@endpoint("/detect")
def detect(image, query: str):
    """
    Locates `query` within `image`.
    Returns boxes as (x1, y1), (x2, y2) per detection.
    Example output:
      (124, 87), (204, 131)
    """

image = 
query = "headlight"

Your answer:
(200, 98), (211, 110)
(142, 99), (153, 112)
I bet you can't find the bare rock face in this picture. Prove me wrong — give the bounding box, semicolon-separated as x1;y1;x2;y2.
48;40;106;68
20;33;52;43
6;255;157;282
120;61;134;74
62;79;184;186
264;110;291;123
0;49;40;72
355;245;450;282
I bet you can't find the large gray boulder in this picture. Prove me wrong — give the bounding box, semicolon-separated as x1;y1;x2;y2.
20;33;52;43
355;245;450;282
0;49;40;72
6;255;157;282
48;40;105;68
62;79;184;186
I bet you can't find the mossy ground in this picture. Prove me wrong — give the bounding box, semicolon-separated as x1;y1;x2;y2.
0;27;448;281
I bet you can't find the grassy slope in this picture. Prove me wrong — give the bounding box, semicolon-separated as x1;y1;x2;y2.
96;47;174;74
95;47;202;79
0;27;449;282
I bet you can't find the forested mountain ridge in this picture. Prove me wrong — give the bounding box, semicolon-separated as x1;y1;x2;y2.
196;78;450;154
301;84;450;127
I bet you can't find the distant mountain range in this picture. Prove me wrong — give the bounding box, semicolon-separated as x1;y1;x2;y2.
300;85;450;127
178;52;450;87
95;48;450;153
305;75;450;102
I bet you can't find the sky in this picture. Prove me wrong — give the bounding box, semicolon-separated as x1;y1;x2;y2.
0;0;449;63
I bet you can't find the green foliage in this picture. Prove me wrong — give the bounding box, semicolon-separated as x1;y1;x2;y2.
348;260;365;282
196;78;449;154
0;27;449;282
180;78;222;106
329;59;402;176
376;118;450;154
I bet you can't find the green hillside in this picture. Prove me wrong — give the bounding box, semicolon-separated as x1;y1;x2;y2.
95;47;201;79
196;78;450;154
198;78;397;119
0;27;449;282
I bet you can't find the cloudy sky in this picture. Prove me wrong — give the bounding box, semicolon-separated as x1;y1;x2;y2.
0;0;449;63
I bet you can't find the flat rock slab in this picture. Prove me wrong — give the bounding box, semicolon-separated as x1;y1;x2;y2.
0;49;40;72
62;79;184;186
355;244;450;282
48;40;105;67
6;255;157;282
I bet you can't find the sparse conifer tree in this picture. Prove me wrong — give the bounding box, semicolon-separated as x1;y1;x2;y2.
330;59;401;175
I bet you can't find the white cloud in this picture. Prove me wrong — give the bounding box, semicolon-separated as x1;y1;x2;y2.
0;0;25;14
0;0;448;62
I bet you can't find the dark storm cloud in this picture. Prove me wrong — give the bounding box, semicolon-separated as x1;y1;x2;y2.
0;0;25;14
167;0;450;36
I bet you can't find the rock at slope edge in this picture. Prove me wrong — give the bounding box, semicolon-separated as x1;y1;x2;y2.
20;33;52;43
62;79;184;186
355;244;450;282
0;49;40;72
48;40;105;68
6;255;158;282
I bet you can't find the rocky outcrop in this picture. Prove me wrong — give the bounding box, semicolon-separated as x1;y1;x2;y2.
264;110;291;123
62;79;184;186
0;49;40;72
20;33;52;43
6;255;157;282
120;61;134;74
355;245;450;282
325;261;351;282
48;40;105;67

**How to complete this task**: Output all records exactly, with nothing added or dropped.

**Solution to this problem**:
@endpoint("/detect")
def detect(image, query: str):
    """
    Locates `query` within `image`.
    Returns boxes as (x1, y1), (x2, y2) per detection.
    Example output:
      (124, 87), (204, 131)
    """

image = 
query = "headlight"

Your answer:
(200, 98), (211, 110)
(142, 99), (153, 112)
I bet you can't find the bare rock face in this picture. Prove me wrong — give the bounding box, semicolon-separated as x1;y1;x2;y2.
48;40;106;68
20;33;52;43
6;255;157;282
120;61;134;74
62;79;184;186
264;110;291;123
0;49;40;72
355;245;450;282
I bet you can't find the large gray boulder in this picture. Prove me wrong — give the bounding box, semicolon-separated as x1;y1;x2;y2.
20;33;52;43
355;245;450;282
0;49;40;72
6;255;157;282
48;40;105;68
62;79;184;186
I bet you can't find the mossy ground in this picture. Prove me wrong — give the bounding box, semicolon-separated as x1;y1;x2;y2.
0;27;448;281
I bet you can't find the grassy slope in this picture. Prove me wrong — give the bounding box, semicolon-separated as x1;y1;x2;y2.
96;47;174;74
95;47;202;79
0;27;449;282
I bet you can't find the forested mountain ridge in this picture. Prove me wrong — give the bounding box, semicolon-separated as x1;y1;x2;y2.
196;78;450;154
301;84;450;127
I bet you can't find the distant mountain range in this picture. Prove me wrong — give the bounding box, semicolon-separated as x1;y1;x2;y2.
300;85;450;127
178;52;450;87
95;48;450;153
305;75;450;102
I bet you can't find the sky in this picture. Prove me wrong — give the bounding box, semicolon-separated as x1;y1;x2;y2.
0;0;449;63
I bet you can't find the green foliage in this picture. Prove me wrong — give the bounding box, semicolon-separated as x1;y1;x2;y2.
348;260;365;282
196;78;449;154
0;27;449;282
180;78;222;106
329;59;402;176
376;118;450;154
I bet you can't find the green hillside in this picture. Prove me wrong — give the bounding box, semicolon-separated as x1;y1;x2;y2.
95;47;201;79
196;78;450;154
198;78;397;119
0;27;449;282
I bet you can't find the cloudy sky in this picture. Prove me wrong — give the bounding box, semicolon-separated as x1;y1;x2;y2.
0;0;449;63
I bet you can't find the flat rock slab in this picture. Prove me wrong — give the bounding box, semicolon-separated as x1;y1;x2;y2.
0;49;40;72
62;79;184;186
355;244;450;282
48;40;105;67
6;255;157;282
I bet you can't find the sparse conifer tree in this picture. Prove me wrong — give the bounding box, semicolon-separated as x1;y1;x2;y2.
330;59;401;175
I bet you can't find the white cloud in this picture. Prove me wrong — give the bounding box, semicolon-separated as x1;y1;x2;y2.
0;0;25;14
0;0;448;62
I bet you can't find the dark storm cloud in this picture. Prove me wrong — give the bounding box, semicolon-separated as x1;y1;x2;y2.
0;0;25;14
167;0;450;36
I bet you can't find the rock at slope edge in this picture. Prove me wrong — give the bounding box, semicolon-separated as x1;y1;x2;y2.
20;33;52;43
62;79;184;186
355;244;450;282
0;49;40;72
48;40;105;68
6;255;158;282
I bet you can't find the rocky outcrop in this picture. Prove me wrong — give the bounding box, semicolon-separated as x1;y1;x2;y2.
264;110;291;123
62;79;184;186
0;49;40;72
20;33;52;43
6;255;157;282
120;61;134;74
355;245;450;282
325;261;351;282
48;40;105;67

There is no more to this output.